▼
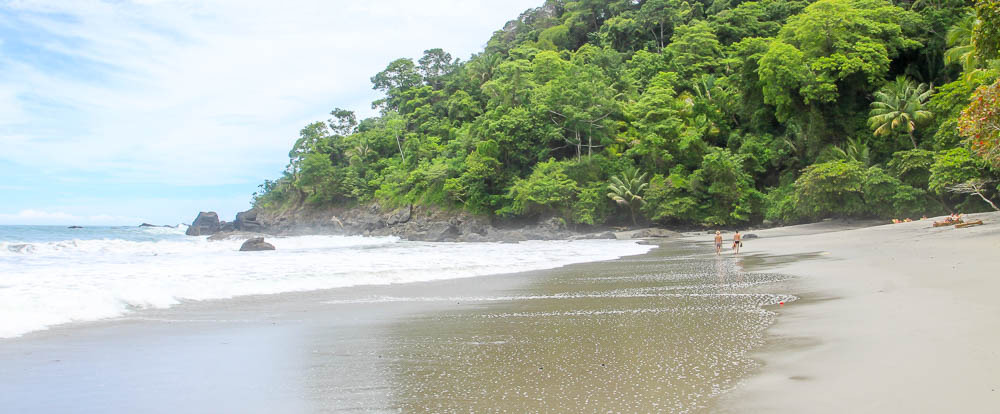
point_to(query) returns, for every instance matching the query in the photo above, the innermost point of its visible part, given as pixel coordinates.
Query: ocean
(52, 275)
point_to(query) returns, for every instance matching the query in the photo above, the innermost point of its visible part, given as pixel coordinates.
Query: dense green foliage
(679, 112)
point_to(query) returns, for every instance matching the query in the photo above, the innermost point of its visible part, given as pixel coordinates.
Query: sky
(117, 112)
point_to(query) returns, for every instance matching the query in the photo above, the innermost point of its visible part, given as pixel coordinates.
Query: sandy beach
(898, 318)
(892, 318)
(667, 331)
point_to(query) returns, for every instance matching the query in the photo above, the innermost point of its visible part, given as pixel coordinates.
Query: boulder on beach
(653, 233)
(256, 244)
(247, 221)
(207, 223)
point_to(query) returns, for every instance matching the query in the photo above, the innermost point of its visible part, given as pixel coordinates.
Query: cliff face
(411, 223)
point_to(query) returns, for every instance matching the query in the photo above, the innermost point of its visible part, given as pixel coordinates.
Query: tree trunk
(400, 145)
(980, 194)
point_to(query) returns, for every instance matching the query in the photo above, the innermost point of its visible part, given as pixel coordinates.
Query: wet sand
(668, 331)
(899, 318)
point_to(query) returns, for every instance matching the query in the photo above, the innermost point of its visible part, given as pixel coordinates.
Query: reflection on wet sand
(661, 332)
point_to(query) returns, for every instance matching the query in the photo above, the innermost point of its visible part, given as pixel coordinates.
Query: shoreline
(891, 318)
(329, 351)
(860, 336)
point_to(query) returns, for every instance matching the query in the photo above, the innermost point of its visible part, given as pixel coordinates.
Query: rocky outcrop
(247, 221)
(411, 222)
(653, 233)
(606, 235)
(207, 223)
(256, 244)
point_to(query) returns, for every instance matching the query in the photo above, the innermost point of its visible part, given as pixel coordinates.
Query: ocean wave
(57, 282)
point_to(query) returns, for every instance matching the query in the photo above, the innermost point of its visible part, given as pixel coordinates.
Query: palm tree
(900, 105)
(626, 190)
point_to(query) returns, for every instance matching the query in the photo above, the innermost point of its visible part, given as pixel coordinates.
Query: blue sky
(119, 112)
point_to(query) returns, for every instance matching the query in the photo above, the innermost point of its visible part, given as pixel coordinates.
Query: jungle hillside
(674, 112)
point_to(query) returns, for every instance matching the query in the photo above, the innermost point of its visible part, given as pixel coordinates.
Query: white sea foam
(48, 283)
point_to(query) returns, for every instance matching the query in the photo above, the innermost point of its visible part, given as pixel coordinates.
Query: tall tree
(900, 105)
(627, 189)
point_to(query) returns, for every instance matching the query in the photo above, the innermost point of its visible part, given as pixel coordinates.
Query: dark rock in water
(442, 232)
(247, 221)
(256, 244)
(472, 238)
(607, 235)
(653, 233)
(510, 236)
(21, 248)
(207, 223)
(400, 216)
(553, 224)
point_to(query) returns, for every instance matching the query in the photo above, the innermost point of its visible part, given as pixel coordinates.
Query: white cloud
(190, 92)
(58, 217)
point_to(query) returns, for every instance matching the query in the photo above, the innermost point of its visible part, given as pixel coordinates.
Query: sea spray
(108, 272)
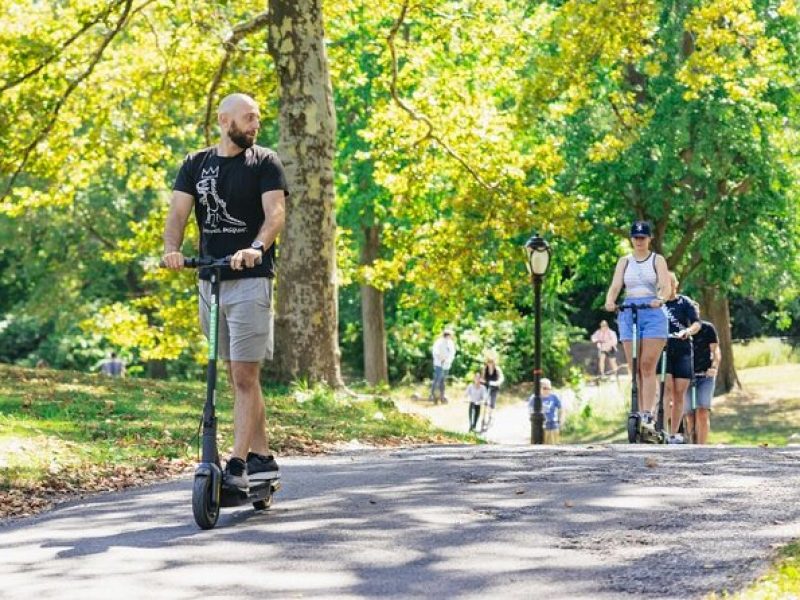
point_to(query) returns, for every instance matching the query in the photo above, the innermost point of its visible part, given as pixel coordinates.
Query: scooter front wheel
▲
Job: Copy every line of the data above that contains the string "beach". Matching is case-sensitive.

Response to the exercise:
Query: sandy beach
Query: boulder on beach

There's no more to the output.